AIM OF THE EXERCISE: Scan the material for the string "crystal" and copy out every line in which it occurs.
----- DATA FOR THE TASK
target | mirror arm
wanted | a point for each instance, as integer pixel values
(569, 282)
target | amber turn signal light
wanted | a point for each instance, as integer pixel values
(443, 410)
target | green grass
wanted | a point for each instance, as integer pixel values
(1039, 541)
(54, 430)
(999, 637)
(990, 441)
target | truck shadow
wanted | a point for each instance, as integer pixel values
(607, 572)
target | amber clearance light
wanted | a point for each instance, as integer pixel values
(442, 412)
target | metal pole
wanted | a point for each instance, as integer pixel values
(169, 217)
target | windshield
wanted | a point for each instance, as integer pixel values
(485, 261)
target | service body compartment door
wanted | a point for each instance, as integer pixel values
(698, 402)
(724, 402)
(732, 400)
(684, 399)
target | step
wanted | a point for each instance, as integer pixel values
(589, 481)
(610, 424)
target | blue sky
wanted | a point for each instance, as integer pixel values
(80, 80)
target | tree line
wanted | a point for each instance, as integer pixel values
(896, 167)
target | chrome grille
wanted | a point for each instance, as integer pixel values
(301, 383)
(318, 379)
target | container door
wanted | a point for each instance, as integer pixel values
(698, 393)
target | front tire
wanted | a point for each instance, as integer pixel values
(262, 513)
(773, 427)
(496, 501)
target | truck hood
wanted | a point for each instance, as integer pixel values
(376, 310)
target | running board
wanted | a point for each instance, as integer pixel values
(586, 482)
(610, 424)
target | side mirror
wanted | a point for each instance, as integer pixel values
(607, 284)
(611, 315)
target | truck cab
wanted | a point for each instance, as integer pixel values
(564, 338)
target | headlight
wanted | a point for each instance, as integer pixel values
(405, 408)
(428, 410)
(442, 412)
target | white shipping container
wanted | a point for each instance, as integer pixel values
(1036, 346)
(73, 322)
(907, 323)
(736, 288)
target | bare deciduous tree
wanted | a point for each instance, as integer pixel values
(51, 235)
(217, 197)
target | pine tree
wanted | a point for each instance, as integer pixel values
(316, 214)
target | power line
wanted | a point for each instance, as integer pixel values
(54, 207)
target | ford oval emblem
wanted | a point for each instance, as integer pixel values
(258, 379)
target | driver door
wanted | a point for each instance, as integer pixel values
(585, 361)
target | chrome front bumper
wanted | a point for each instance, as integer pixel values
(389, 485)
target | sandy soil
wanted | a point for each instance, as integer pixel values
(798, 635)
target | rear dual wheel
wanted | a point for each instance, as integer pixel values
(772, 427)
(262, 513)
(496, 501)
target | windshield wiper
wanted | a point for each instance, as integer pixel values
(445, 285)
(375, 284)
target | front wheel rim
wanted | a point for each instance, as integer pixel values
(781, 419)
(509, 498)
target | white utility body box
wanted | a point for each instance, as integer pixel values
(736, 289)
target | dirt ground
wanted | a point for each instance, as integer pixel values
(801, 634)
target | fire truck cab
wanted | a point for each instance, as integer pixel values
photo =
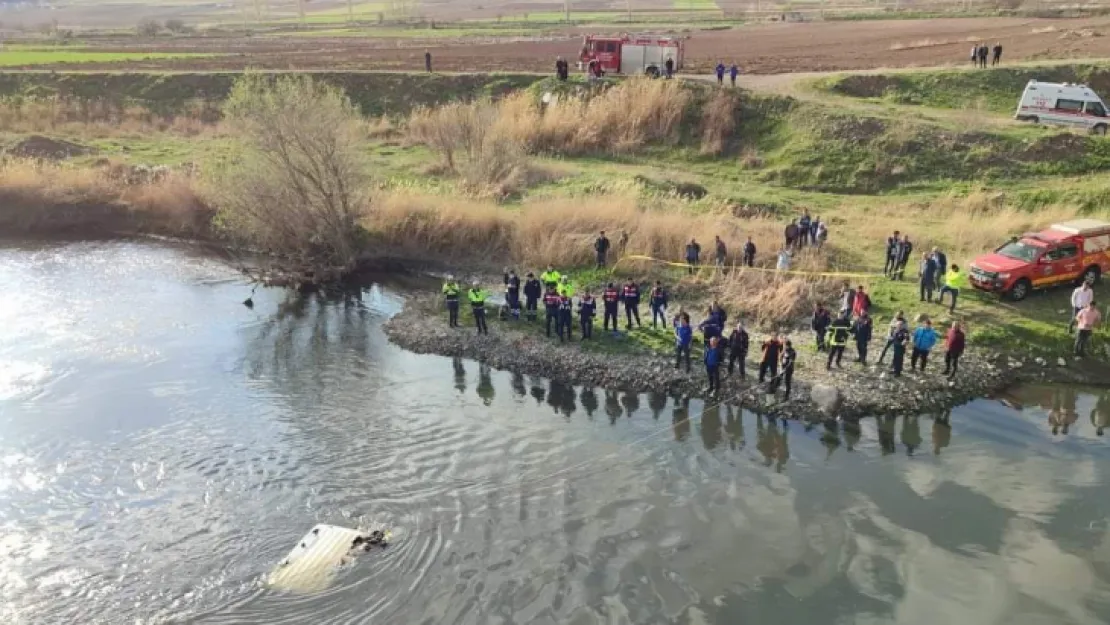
(632, 53)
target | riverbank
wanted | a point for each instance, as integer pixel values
(854, 391)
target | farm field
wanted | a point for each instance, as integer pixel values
(760, 49)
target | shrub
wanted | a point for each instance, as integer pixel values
(298, 185)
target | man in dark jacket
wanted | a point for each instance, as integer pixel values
(611, 299)
(861, 330)
(532, 294)
(749, 253)
(602, 247)
(738, 349)
(837, 339)
(658, 302)
(587, 308)
(693, 253)
(820, 324)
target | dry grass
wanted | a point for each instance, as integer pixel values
(48, 199)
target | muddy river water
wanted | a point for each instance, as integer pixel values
(162, 447)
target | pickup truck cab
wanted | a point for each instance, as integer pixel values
(1066, 253)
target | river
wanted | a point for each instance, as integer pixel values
(163, 446)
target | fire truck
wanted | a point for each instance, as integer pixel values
(632, 53)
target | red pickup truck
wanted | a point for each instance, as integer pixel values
(1066, 253)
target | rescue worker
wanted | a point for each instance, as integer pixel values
(513, 293)
(477, 298)
(713, 365)
(772, 351)
(684, 338)
(955, 341)
(550, 278)
(551, 310)
(451, 295)
(927, 273)
(565, 316)
(631, 296)
(693, 252)
(602, 247)
(954, 280)
(532, 293)
(611, 299)
(820, 324)
(861, 329)
(789, 356)
(837, 338)
(657, 299)
(925, 338)
(587, 308)
(891, 259)
(738, 349)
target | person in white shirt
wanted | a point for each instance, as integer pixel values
(1080, 298)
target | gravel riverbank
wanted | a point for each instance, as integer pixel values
(853, 391)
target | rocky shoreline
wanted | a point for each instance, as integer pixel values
(850, 392)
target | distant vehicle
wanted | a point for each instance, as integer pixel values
(633, 53)
(1075, 106)
(1066, 253)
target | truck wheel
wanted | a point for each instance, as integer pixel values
(1020, 290)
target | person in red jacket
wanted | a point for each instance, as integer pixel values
(956, 342)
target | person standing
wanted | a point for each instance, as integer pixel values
(898, 344)
(451, 295)
(955, 342)
(720, 252)
(891, 260)
(631, 295)
(954, 280)
(611, 299)
(657, 299)
(861, 330)
(837, 339)
(1080, 298)
(513, 293)
(713, 364)
(772, 352)
(927, 276)
(532, 292)
(1087, 321)
(925, 338)
(820, 324)
(693, 253)
(477, 298)
(789, 356)
(896, 323)
(587, 308)
(551, 310)
(749, 253)
(684, 338)
(565, 321)
(602, 247)
(738, 349)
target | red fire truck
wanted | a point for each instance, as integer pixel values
(632, 53)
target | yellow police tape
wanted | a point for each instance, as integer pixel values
(744, 268)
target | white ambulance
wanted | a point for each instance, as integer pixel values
(1075, 106)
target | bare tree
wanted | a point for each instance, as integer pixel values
(299, 185)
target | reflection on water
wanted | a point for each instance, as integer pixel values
(161, 449)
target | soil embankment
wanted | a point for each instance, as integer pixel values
(851, 391)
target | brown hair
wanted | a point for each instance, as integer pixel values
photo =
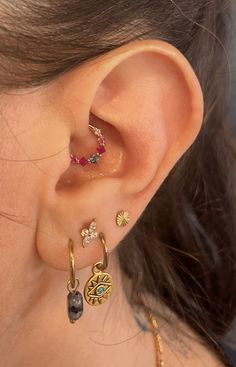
(183, 246)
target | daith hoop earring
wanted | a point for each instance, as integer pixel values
(95, 157)
(99, 286)
(74, 297)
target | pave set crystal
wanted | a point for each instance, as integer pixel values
(89, 233)
(95, 157)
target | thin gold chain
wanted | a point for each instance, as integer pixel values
(157, 339)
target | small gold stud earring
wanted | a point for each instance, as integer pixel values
(122, 218)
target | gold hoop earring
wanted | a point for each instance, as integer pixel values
(99, 286)
(74, 297)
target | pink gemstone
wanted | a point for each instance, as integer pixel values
(101, 149)
(74, 159)
(83, 161)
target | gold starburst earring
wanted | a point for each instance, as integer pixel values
(99, 286)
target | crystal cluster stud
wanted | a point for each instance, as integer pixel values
(89, 233)
(122, 218)
(95, 157)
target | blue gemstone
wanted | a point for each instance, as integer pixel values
(100, 290)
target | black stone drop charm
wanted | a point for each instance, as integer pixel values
(74, 306)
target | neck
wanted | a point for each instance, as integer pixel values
(104, 335)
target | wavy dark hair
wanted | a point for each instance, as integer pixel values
(183, 246)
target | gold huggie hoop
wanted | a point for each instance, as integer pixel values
(102, 265)
(74, 297)
(99, 286)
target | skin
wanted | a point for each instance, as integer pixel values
(148, 102)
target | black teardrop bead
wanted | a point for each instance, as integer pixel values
(74, 305)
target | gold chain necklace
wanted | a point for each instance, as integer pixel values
(157, 339)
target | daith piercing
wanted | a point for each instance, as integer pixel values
(95, 157)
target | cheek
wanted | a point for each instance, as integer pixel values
(19, 195)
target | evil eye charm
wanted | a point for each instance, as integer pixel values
(98, 288)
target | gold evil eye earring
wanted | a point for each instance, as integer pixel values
(74, 297)
(95, 157)
(99, 286)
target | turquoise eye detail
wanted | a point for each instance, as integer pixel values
(100, 290)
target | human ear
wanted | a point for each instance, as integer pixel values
(147, 101)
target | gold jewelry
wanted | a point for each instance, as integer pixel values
(89, 233)
(74, 297)
(157, 339)
(99, 286)
(95, 157)
(122, 218)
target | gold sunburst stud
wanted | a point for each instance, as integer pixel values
(122, 218)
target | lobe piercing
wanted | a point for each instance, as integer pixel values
(89, 233)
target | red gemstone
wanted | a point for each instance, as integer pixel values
(101, 149)
(83, 161)
(74, 159)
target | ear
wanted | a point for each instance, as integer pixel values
(148, 102)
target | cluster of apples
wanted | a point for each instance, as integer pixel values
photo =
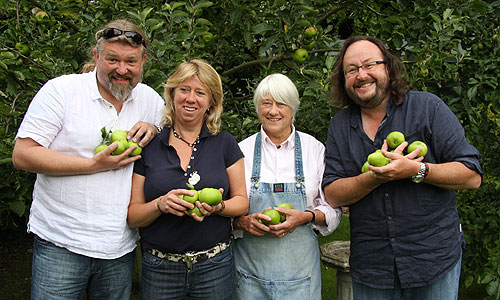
(276, 216)
(394, 139)
(210, 196)
(120, 137)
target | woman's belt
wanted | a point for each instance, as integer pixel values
(190, 257)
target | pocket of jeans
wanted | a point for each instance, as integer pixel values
(151, 260)
(40, 240)
(223, 257)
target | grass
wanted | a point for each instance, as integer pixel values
(16, 252)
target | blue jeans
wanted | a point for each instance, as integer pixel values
(60, 274)
(209, 279)
(445, 288)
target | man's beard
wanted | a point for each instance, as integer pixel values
(120, 91)
(376, 99)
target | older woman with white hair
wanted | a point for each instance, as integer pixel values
(282, 165)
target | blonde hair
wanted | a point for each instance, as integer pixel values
(207, 75)
(121, 24)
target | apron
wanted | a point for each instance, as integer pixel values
(268, 267)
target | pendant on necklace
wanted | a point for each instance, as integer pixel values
(194, 178)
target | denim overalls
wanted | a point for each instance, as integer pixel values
(268, 267)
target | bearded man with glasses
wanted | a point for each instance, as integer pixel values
(78, 217)
(406, 236)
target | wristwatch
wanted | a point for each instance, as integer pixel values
(422, 173)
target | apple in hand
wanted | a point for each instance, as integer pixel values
(137, 150)
(418, 144)
(365, 167)
(378, 159)
(394, 139)
(284, 205)
(192, 199)
(273, 214)
(195, 210)
(210, 196)
(118, 135)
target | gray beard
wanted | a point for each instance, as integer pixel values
(120, 92)
(377, 98)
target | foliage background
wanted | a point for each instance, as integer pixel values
(450, 48)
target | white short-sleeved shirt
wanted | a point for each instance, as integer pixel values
(277, 166)
(86, 214)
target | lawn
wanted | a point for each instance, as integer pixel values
(15, 267)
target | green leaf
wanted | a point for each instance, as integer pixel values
(492, 288)
(144, 14)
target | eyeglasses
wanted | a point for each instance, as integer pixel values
(353, 71)
(109, 33)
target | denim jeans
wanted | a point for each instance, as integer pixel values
(445, 288)
(60, 274)
(209, 279)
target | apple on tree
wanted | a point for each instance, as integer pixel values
(300, 55)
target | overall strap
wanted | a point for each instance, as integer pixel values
(299, 171)
(256, 159)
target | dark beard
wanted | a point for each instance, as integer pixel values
(120, 91)
(380, 95)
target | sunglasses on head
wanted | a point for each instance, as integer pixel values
(110, 33)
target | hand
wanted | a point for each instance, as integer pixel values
(251, 223)
(171, 203)
(142, 133)
(104, 161)
(400, 167)
(294, 218)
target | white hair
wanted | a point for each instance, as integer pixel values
(280, 88)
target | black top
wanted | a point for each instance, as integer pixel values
(160, 165)
(413, 227)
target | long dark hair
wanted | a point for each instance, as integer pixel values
(398, 85)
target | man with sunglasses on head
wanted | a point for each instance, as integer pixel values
(82, 243)
(406, 236)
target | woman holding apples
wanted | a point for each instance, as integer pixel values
(185, 254)
(282, 165)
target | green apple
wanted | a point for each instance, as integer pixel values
(283, 216)
(41, 17)
(210, 196)
(196, 211)
(192, 199)
(273, 214)
(23, 48)
(208, 37)
(365, 167)
(118, 135)
(418, 144)
(394, 139)
(137, 150)
(300, 55)
(122, 146)
(310, 45)
(100, 148)
(310, 32)
(378, 159)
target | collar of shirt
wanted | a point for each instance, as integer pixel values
(289, 143)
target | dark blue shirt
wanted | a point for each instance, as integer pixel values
(160, 165)
(412, 227)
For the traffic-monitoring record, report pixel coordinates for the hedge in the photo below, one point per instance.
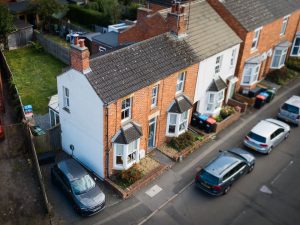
(87, 17)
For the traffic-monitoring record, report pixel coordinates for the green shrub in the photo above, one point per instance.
(87, 17)
(226, 111)
(125, 178)
(184, 140)
(293, 63)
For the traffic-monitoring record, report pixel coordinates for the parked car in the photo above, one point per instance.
(266, 135)
(2, 134)
(217, 177)
(290, 110)
(87, 198)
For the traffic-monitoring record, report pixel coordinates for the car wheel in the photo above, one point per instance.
(226, 190)
(270, 149)
(251, 168)
(287, 135)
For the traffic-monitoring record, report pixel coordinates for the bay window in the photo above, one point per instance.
(125, 155)
(296, 46)
(279, 58)
(177, 123)
(250, 74)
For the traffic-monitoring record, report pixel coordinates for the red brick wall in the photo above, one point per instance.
(148, 27)
(269, 37)
(141, 108)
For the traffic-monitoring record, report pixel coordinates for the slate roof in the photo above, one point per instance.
(207, 33)
(253, 14)
(217, 85)
(128, 133)
(127, 70)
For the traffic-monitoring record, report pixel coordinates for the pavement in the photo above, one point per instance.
(253, 200)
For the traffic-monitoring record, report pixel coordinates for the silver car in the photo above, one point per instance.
(266, 135)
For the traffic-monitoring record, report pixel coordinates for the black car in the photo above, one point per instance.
(218, 176)
(79, 186)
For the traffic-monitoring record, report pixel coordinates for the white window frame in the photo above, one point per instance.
(296, 46)
(130, 155)
(214, 101)
(154, 96)
(253, 73)
(255, 39)
(66, 98)
(180, 82)
(181, 124)
(126, 108)
(281, 57)
(284, 25)
(218, 64)
(233, 56)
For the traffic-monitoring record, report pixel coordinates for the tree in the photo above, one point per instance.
(6, 22)
(45, 8)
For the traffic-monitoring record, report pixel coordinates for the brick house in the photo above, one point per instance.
(267, 28)
(117, 107)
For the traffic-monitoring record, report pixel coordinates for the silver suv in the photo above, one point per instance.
(218, 176)
(290, 110)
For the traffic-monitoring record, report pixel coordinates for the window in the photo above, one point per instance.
(177, 123)
(154, 96)
(284, 25)
(126, 109)
(215, 100)
(233, 55)
(180, 82)
(279, 58)
(296, 47)
(66, 98)
(250, 74)
(126, 155)
(255, 39)
(218, 64)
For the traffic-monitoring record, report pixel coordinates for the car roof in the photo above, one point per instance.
(72, 169)
(265, 128)
(222, 163)
(294, 100)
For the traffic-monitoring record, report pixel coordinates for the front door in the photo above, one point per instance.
(151, 133)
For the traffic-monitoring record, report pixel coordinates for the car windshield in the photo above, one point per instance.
(257, 137)
(290, 108)
(209, 178)
(82, 185)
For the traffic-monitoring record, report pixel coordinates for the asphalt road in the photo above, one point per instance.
(270, 195)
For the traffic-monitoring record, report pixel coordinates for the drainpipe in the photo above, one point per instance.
(107, 149)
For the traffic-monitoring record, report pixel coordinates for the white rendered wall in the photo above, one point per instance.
(83, 126)
(206, 73)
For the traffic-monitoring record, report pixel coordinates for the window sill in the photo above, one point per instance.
(66, 109)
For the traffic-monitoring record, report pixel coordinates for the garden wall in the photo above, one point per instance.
(53, 48)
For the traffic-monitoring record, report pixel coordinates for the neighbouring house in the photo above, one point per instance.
(117, 107)
(21, 36)
(267, 28)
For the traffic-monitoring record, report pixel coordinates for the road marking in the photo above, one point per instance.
(153, 191)
(266, 190)
(118, 214)
(165, 203)
(277, 177)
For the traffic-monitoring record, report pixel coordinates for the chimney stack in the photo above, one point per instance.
(80, 56)
(176, 20)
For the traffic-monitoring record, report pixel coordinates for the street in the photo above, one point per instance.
(269, 195)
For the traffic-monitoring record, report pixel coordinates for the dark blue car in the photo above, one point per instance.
(217, 177)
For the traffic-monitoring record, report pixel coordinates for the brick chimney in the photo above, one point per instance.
(142, 13)
(80, 56)
(176, 21)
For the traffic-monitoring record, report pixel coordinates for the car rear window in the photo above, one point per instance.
(290, 108)
(209, 178)
(257, 137)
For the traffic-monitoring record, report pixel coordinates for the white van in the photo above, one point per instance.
(290, 110)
----------
ANSWER TO THIS PROBLEM:
target | pave set crystal
target | crystal cluster stud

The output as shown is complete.